◆ **TASK INSTRUCTIONS**
Rewrite the rows below, replacing "instance" with "occurrence" and leaving everything else unchanged. Omit the pictures from your answer.

— start of INFORMATION GIVEN —

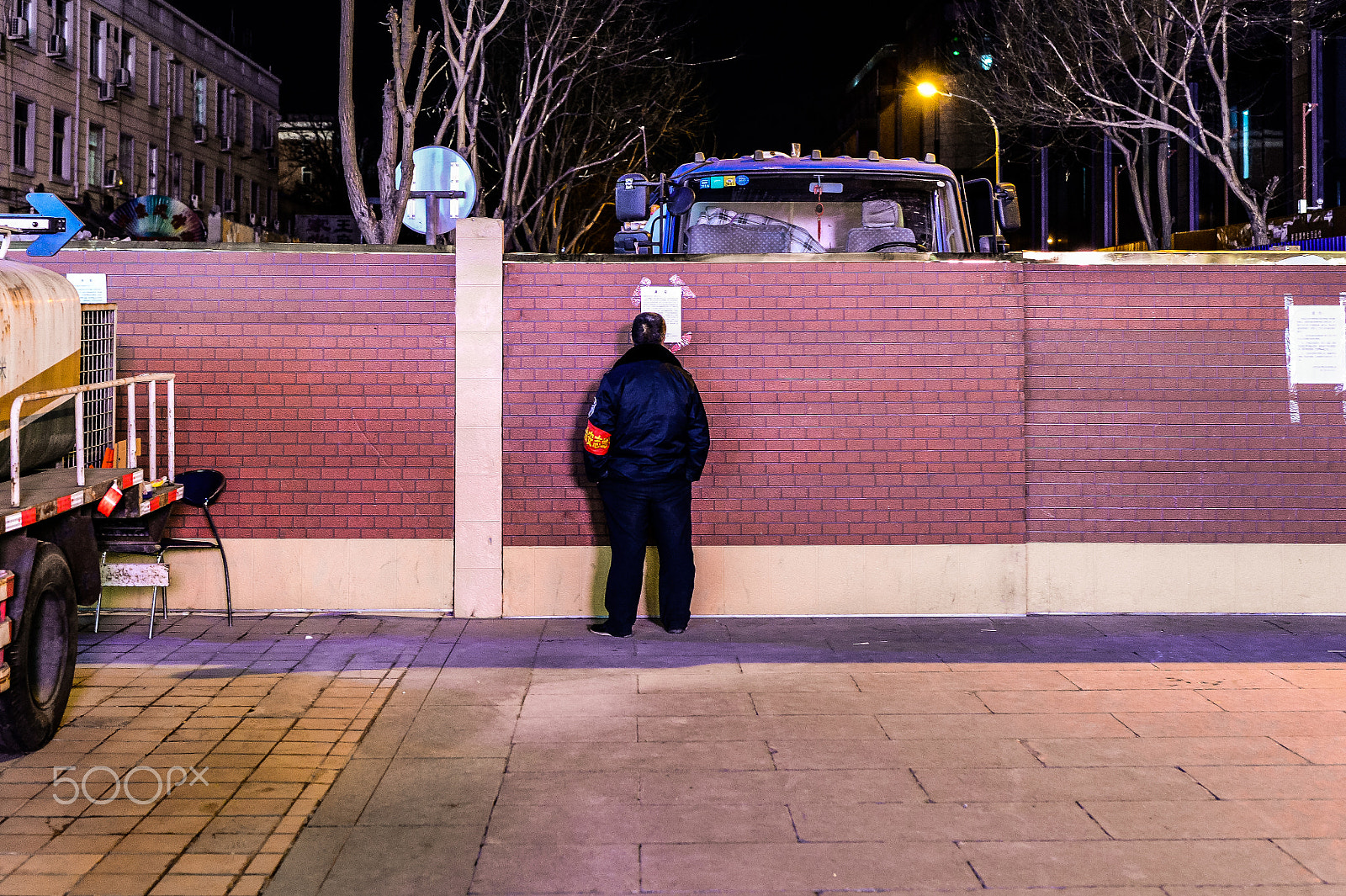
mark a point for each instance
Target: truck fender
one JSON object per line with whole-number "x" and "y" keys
{"x": 73, "y": 533}
{"x": 17, "y": 554}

— end of INFORMATION GIVEN —

◆ **TASK OUTPUT**
mark a point for each occurrence
Target: truck fender
one JSON object per line with whole-number "x" and "y" keys
{"x": 73, "y": 533}
{"x": 17, "y": 554}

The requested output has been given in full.